## [RECORDS SUPPLIED]

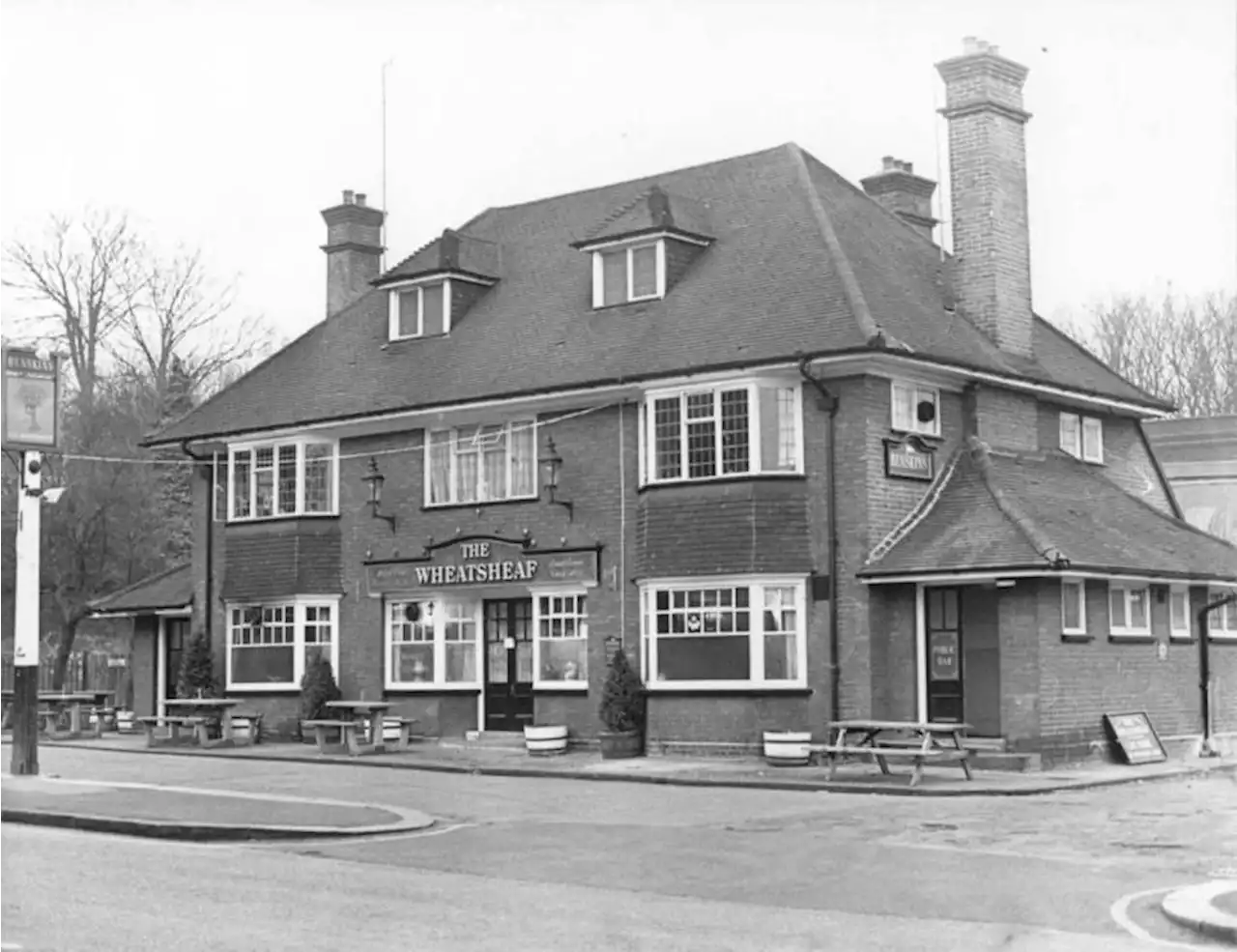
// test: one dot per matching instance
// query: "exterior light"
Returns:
(375, 479)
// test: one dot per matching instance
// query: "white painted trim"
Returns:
(920, 655)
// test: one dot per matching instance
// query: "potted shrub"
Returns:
(787, 748)
(622, 709)
(317, 687)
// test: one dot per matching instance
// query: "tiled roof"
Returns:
(170, 589)
(803, 262)
(992, 510)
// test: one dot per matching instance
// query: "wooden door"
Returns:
(508, 664)
(944, 660)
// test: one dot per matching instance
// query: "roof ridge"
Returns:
(1011, 507)
(845, 273)
(918, 513)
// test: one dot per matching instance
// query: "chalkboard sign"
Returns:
(1136, 737)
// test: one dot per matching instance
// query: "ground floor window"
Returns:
(270, 643)
(724, 633)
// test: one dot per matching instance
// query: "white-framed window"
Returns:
(288, 477)
(420, 310)
(1073, 606)
(433, 643)
(482, 463)
(270, 643)
(1130, 610)
(1223, 620)
(625, 274)
(561, 620)
(1081, 437)
(719, 633)
(914, 408)
(1179, 622)
(732, 429)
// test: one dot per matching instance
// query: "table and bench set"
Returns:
(918, 742)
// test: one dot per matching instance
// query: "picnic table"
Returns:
(360, 727)
(922, 742)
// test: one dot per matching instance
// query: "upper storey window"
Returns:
(288, 477)
(733, 429)
(627, 274)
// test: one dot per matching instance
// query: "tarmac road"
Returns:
(558, 864)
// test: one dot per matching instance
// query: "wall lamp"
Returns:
(375, 479)
(553, 464)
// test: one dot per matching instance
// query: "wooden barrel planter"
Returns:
(787, 748)
(544, 740)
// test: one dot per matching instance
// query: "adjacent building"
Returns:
(745, 419)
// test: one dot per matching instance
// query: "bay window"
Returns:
(288, 477)
(270, 645)
(724, 633)
(432, 643)
(734, 429)
(484, 463)
(561, 625)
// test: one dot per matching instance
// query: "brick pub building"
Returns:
(746, 419)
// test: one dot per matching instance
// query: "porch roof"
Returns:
(993, 510)
(167, 590)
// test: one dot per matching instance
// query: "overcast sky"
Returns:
(230, 124)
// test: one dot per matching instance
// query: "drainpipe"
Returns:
(1207, 748)
(208, 609)
(829, 403)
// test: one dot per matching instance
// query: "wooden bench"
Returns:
(403, 726)
(348, 731)
(197, 730)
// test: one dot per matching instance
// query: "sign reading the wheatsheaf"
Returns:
(30, 390)
(480, 563)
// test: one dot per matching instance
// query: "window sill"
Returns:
(477, 505)
(728, 478)
(432, 687)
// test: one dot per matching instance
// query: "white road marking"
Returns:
(1120, 912)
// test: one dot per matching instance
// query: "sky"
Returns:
(229, 125)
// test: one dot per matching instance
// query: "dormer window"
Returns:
(420, 310)
(628, 274)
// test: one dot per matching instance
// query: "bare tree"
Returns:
(1180, 350)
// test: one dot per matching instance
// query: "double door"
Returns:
(508, 663)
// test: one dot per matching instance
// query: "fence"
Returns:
(85, 672)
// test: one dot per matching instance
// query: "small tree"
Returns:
(197, 676)
(317, 687)
(622, 696)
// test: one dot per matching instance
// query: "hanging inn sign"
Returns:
(482, 562)
(909, 459)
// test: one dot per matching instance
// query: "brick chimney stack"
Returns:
(902, 191)
(354, 250)
(988, 172)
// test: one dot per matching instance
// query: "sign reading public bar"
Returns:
(481, 562)
(909, 459)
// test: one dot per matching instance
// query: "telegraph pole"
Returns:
(26, 617)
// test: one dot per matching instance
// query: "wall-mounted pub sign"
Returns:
(909, 459)
(479, 562)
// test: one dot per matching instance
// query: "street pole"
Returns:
(26, 619)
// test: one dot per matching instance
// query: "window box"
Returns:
(1130, 611)
(420, 310)
(914, 408)
(627, 274)
(749, 428)
(270, 643)
(486, 463)
(287, 477)
(724, 633)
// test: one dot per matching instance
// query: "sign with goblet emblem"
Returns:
(30, 399)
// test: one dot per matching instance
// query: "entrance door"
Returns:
(508, 664)
(944, 646)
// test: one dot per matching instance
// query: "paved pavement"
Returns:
(518, 863)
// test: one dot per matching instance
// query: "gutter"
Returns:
(829, 402)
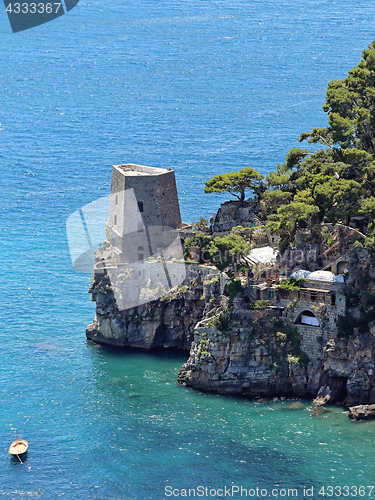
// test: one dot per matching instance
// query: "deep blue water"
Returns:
(204, 87)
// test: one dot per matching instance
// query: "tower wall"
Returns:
(143, 209)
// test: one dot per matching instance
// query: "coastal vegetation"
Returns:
(332, 184)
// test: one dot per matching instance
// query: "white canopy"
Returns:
(322, 276)
(262, 255)
(302, 273)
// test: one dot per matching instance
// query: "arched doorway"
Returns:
(307, 318)
(141, 254)
(342, 267)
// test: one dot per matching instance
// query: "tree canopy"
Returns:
(337, 181)
(236, 183)
(331, 184)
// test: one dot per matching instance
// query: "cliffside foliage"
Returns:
(291, 284)
(236, 183)
(337, 181)
(220, 251)
(332, 184)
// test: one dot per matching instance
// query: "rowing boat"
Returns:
(18, 447)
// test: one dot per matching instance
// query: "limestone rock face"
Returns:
(168, 322)
(244, 360)
(237, 350)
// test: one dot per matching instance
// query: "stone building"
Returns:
(144, 211)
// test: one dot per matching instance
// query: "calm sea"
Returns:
(201, 86)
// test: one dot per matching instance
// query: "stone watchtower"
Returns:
(144, 211)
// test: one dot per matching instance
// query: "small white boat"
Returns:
(18, 448)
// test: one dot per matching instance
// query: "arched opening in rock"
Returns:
(337, 385)
(342, 267)
(307, 318)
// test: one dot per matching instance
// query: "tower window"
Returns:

## [INSTRUCTION]
All of the entries above should be copied exactly, except for the pictures.

## [SOLUTION]
// test: one dot per matching instance
// query: "exterior light"
Returns:
(375, 479)
// test: one dot per matching instance
// query: "white painted trim"
Returns:
(920, 655)
// test: one dot per matching instance
// query: "potted shrub"
Returns:
(787, 748)
(622, 709)
(317, 687)
// test: one dot per matching instance
// query: "tiled roof"
Returns:
(170, 589)
(803, 262)
(992, 510)
// test: one dot per matching instance
// query: "wooden door"
Returns:
(508, 664)
(944, 660)
// test: one dot per matching instance
// query: "roof ridge"
Returns:
(1011, 507)
(845, 273)
(918, 513)
// test: one dot per matching instance
// query: "chalkboard sign"
Returns:
(1136, 737)
// test: one dot per matching instance
// query: "ground floor window"
Returns:
(270, 643)
(724, 633)
// test: one dot per matching instance
// query: "white-framed window"
Returns:
(288, 477)
(420, 310)
(1073, 606)
(433, 643)
(482, 463)
(270, 643)
(1130, 610)
(1223, 620)
(625, 274)
(561, 620)
(1081, 437)
(719, 633)
(914, 408)
(1179, 622)
(732, 429)
// test: one dot per matching instance
// query: "table and bench set"
Returns:
(918, 742)
// test: one dot per matching instance
// query: "picnic table"
Returns:
(360, 727)
(922, 742)
// test: one dot per matching instance
// query: "upper storey window"
Returns:
(288, 477)
(733, 429)
(627, 274)
// test: one dot per matching instance
// query: "tarmac road"
Returns:
(558, 864)
// test: one dot per matching instance
// query: "wall lamp"
Returns:
(375, 479)
(553, 464)
// test: one dot per matching instance
// query: "wooden barrel planter"
Returns:
(787, 748)
(544, 740)
// test: one dot per matching instance
// query: "adjacent building"
Returns:
(745, 419)
// test: one dot per matching instance
// query: "bay window"
Returns:
(288, 477)
(270, 645)
(724, 633)
(432, 643)
(734, 429)
(484, 463)
(561, 625)
// test: one dot per matching instance
// query: "brick pub building"
Returns:
(746, 419)
// test: one dot per matching instance
// query: "porch roof"
Returns:
(993, 510)
(167, 590)
// test: one dot per matching instance
// query: "overcast sky"
Returns:
(230, 124)
// test: one dot per matching instance
// query: "drainpipe"
Returns:
(1207, 748)
(208, 609)
(829, 403)
// test: one dot per matching instance
// query: "wooden bench"
Returns:
(403, 726)
(348, 731)
(197, 730)
// test: one dot per matching instance
// query: "sign reading the wheatsheaf"
Returns:
(30, 390)
(480, 563)
// test: one dot per matching instance
// query: "window sill"
Returns:
(477, 505)
(728, 478)
(432, 687)
// test: one dot per matching instance
// query: "white road marking"
Returns:
(1120, 912)
// test: one dot per matching instance
// query: "sky"
Returns:
(229, 125)
// test: one dot per matching instance
// query: "dormer window"
Returns:
(420, 310)
(628, 274)
// test: one dot per matching instance
// query: "bare tree"
Returns:
(1180, 350)
// test: one dot per matching instance
// query: "double door"
Returns:
(508, 663)
// test: one dot per matching instance
// query: "fence"
Returns:
(85, 672)
// test: one dot per matching instance
// query: "small tree"
Returns:
(197, 676)
(317, 687)
(622, 696)
// test: one dot per matching instance
// query: "hanging inn sign"
Returns:
(482, 562)
(909, 459)
// test: one dot per matching instance
// query: "brick chimney stack"
Returns:
(902, 191)
(354, 250)
(988, 172)
// test: one dot per matching instance
// query: "sign reading public bar"
Returns:
(481, 562)
(909, 459)
// test: one dot per matching instance
// query: "telegraph pole"
Returns:
(26, 617)
// test: one dot per matching instance
// query: "wall-mounted pub sign"
Returns:
(909, 459)
(479, 562)
// test: one dot per matching instance
// query: "street pole"
Returns:
(26, 619)
// test: one dot per matching instance
// query: "window box"
Returns:
(1130, 611)
(420, 310)
(914, 408)
(627, 274)
(749, 428)
(270, 643)
(486, 463)
(287, 477)
(724, 633)
// test: one dot per matching instance
// query: "sign with goblet emblem"
Returns:
(30, 399)
// test: one dot per matching instance
// query: "entrance door"
Returns:
(508, 664)
(944, 646)
// test: one dot per matching instance
// query: "paved pavement"
Returns:
(518, 863)
// test: one dot per matching instance
// query: "gutter"
Returns:
(829, 402)
// test: one dot per matching instance
// query: "deep blue water"
Returns:
(204, 87)
// test: one dot per matching instance
// query: "tower wall"
Returns:
(143, 209)
// test: one dot per matching instance
// query: "coastal vegetation"
Returns:
(332, 184)
// test: one dot per matching instance
// query: "white canopy"
Returns:
(322, 276)
(262, 255)
(302, 273)
// test: one dot per matching instance
// query: "arched doorway"
Returns:
(307, 318)
(141, 254)
(342, 267)
// test: one dot per matching instance
// query: "tree canopy"
Returns:
(337, 181)
(236, 183)
(331, 184)
// test: one dot per matching instance
// query: "cliffside foliage"
Returns:
(291, 284)
(236, 183)
(337, 181)
(220, 251)
(332, 184)
// test: one dot per matching instance
// query: "rowing boat"
Returns:
(18, 447)
// test: one dot per matching instance
// query: "limestone rock face"
Returns:
(168, 322)
(244, 360)
(237, 350)
// test: one dot per matching instance
// query: "stone building"
Returns:
(144, 211)
// test: one dot per matching instance
// query: "calm sea"
Returns:
(201, 86)
// test: one dot per matching instance
// query: "stone watchtower"
Returns:
(144, 211)
// test: one dot per matching instance
// query: "small white boat"
Returns:
(18, 448)
// test: one dot per matching instance
// query: "arched opening in rock"
Returns:
(337, 385)
(342, 267)
(307, 318)
// test: one dot per matching instance
// query: "tower window"
Returns:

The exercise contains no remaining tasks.